ABOUT THIS TASK
Begin with the line containing "of the baseboard" and end with the last line of the data below; return those lines exactly, and only those.

Segment Start: EXTRACTED ENTRIES

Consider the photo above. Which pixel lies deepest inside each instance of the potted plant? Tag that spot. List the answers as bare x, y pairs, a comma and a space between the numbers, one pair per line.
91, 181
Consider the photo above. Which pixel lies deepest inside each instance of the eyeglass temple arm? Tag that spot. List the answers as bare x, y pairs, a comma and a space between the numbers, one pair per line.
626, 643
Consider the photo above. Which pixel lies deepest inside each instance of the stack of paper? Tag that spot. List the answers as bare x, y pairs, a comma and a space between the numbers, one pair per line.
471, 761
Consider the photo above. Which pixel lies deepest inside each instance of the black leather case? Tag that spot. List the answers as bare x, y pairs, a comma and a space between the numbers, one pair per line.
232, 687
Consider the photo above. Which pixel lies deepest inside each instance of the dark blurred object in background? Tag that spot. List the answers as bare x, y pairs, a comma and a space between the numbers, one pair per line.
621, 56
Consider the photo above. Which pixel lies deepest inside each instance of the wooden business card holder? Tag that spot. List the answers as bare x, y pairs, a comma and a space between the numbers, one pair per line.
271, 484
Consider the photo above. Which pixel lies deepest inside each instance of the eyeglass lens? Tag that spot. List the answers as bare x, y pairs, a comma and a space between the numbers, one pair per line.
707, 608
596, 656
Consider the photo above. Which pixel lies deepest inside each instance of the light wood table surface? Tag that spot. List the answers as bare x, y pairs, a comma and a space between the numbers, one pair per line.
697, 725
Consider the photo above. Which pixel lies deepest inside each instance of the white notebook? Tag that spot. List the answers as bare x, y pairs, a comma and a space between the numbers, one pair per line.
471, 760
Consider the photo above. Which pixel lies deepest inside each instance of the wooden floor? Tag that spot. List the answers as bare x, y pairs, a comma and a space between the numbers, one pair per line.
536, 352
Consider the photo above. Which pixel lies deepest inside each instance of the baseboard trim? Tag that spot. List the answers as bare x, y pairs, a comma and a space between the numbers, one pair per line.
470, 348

Segment End: EXTRACTED ENTRIES

YOUR RESPONSE
Consider the photo above. Which pixel lies deepest inside each instance of the baseboard trim? Tag that spot. List the answers as bare x, y pairs, a comma and a space between the numbers, one pair per line.
470, 348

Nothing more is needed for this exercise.